- [Written task] Render every line of the data below as a JSON list of strings, one string per line, omitting blank lines and leaving the pictures out of the answer.

- [Data for the task]
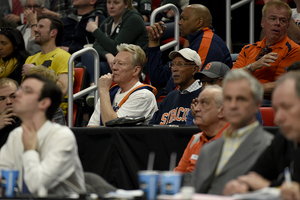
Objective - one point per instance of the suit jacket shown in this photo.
(204, 178)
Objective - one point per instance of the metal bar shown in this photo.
(70, 80)
(176, 44)
(228, 25)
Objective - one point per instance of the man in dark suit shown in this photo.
(242, 143)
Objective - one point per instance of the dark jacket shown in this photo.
(75, 36)
(131, 30)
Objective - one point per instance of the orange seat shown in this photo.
(268, 115)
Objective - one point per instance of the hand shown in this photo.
(290, 192)
(45, 11)
(65, 48)
(7, 118)
(92, 26)
(104, 83)
(25, 68)
(255, 181)
(13, 17)
(235, 186)
(110, 59)
(193, 105)
(264, 61)
(30, 16)
(156, 31)
(29, 137)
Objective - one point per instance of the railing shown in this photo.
(72, 97)
(230, 8)
(175, 43)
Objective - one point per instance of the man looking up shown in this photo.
(195, 25)
(44, 153)
(267, 59)
(129, 97)
(210, 118)
(284, 151)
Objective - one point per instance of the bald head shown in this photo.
(201, 11)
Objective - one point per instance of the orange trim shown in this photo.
(127, 96)
(205, 44)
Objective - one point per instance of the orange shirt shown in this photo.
(190, 156)
(288, 52)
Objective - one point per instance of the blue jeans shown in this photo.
(87, 60)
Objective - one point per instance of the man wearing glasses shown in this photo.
(45, 153)
(176, 105)
(33, 9)
(267, 59)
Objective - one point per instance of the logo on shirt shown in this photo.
(178, 114)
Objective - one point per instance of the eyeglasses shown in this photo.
(30, 7)
(26, 90)
(210, 81)
(180, 64)
(3, 29)
(263, 52)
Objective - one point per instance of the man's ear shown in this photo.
(136, 70)
(45, 103)
(221, 112)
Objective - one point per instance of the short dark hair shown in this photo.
(49, 90)
(57, 24)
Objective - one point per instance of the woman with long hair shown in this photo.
(12, 53)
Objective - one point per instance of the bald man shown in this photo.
(196, 26)
(294, 30)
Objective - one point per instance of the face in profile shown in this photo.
(207, 111)
(239, 105)
(286, 104)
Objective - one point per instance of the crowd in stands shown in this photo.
(201, 86)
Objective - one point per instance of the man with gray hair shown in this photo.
(129, 97)
(210, 118)
(176, 105)
(284, 151)
(242, 143)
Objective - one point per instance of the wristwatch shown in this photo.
(249, 68)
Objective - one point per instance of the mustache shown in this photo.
(176, 74)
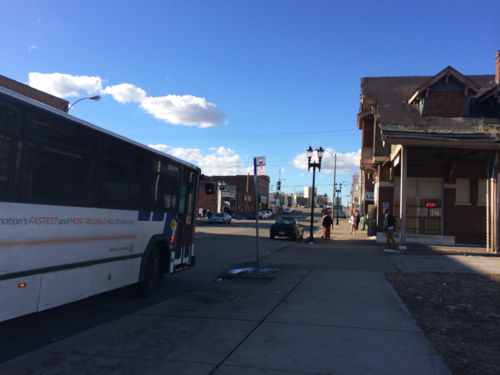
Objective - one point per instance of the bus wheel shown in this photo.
(151, 273)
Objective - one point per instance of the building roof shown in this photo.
(401, 123)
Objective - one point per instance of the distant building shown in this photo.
(432, 143)
(234, 194)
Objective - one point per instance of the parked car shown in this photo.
(286, 227)
(220, 218)
(251, 215)
(341, 215)
(264, 214)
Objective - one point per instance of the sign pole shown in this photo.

- [The output]
[
  "Objective - one point per instance of the suit jacket shown in this photo.",
  "(204, 178)",
  "Objective - one point per instance of the metal bar shown in this photo.",
  "(70, 80)",
  "(176, 44)",
  "(228, 25)",
  "Objective - one point per instance of the man in dark suit shown in this photo.",
  "(242, 143)",
  "Objective - one point per instance of the dark jacket shown in this photo.",
  "(75, 36)",
  "(131, 30)",
  "Objective - one point per instance of the orange seat shown in this photo.",
  "(268, 115)",
  "Objective - one point per instance of the hand shown in this photo.",
  "(290, 192)",
  "(45, 11)",
  "(65, 48)",
  "(7, 118)",
  "(92, 26)",
  "(104, 83)",
  "(25, 68)",
  "(255, 181)",
  "(13, 17)",
  "(235, 186)",
  "(110, 59)",
  "(193, 105)",
  "(264, 61)",
  "(30, 16)",
  "(156, 31)",
  "(29, 137)",
  "Objective - one point per instance of the railing shown in this photo.",
  "(72, 97)",
  "(230, 8)",
  "(175, 43)",
  "Objective - one point per instance of the man looking up shown in this photo.",
  "(195, 25)",
  "(44, 153)",
  "(267, 59)",
  "(129, 97)",
  "(210, 118)",
  "(284, 151)",
  "Objective - one point per instance of the bald head shown in this photo.",
  "(201, 11)",
  "Objective - one point per instance of the orange trim shown in this photo.",
  "(127, 96)",
  "(205, 44)",
  "Objective - one point per instance of the orange shirt shown in this photo.",
  "(190, 156)",
  "(288, 52)",
  "Objective - one point per instance of the blue jeans shown in this photo.",
  "(87, 60)",
  "Objective - one point per instance of the man wearing glasses shown in this photo.",
  "(45, 153)",
  "(176, 105)",
  "(33, 9)",
  "(267, 59)",
  "Objective - one point per instance of the logo on shirt shown in this photo.",
  "(178, 114)",
  "Objective - one point per instance of the eyeglasses shown in this photo.",
  "(30, 7)",
  "(26, 90)",
  "(210, 81)",
  "(180, 64)",
  "(3, 29)",
  "(263, 52)",
  "Objective - one point per instance of the man's ear shown in this photo.",
  "(136, 70)",
  "(45, 103)",
  "(221, 112)",
  "Objective - one point per instance of the short dark hair shown in this photo.",
  "(49, 90)",
  "(57, 24)",
  "Objective - one point per instance of the woman with long hair shown in this photo.",
  "(12, 53)",
  "Objective - one point per instance of the bald man shown in this photo.",
  "(196, 26)",
  "(294, 30)",
  "Objective - one point per instance of the face in profile shown in this photo.",
  "(207, 111)",
  "(239, 105)",
  "(286, 104)",
  "Objective - one point per instance of the crowd in stands shown in this photo.",
  "(201, 86)",
  "Objective - one point per instance of the man with gray hair shown in this photo.",
  "(129, 97)",
  "(210, 118)",
  "(176, 105)",
  "(284, 151)",
  "(242, 143)",
  "Objective - one point per instance of the wristwatch shown in this photo.",
  "(249, 68)",
  "Objective - one point per instance of the mustache shown in this photo.",
  "(176, 74)",
  "Objective - one point per instance of the bus wheel shown in this photo.",
  "(151, 273)",
  "Objective - one point per instance of the building roof shown in this photo.",
  "(401, 123)",
  "Objective - one point per instance of the distant building shown in this photo.",
  "(432, 143)",
  "(234, 194)",
  "Objective - one point per instance of the parked car shown in this photo.",
  "(286, 227)",
  "(220, 218)",
  "(251, 215)",
  "(341, 215)",
  "(264, 214)",
  "Objective - one point per instance of the sign pole shown in this photo."
]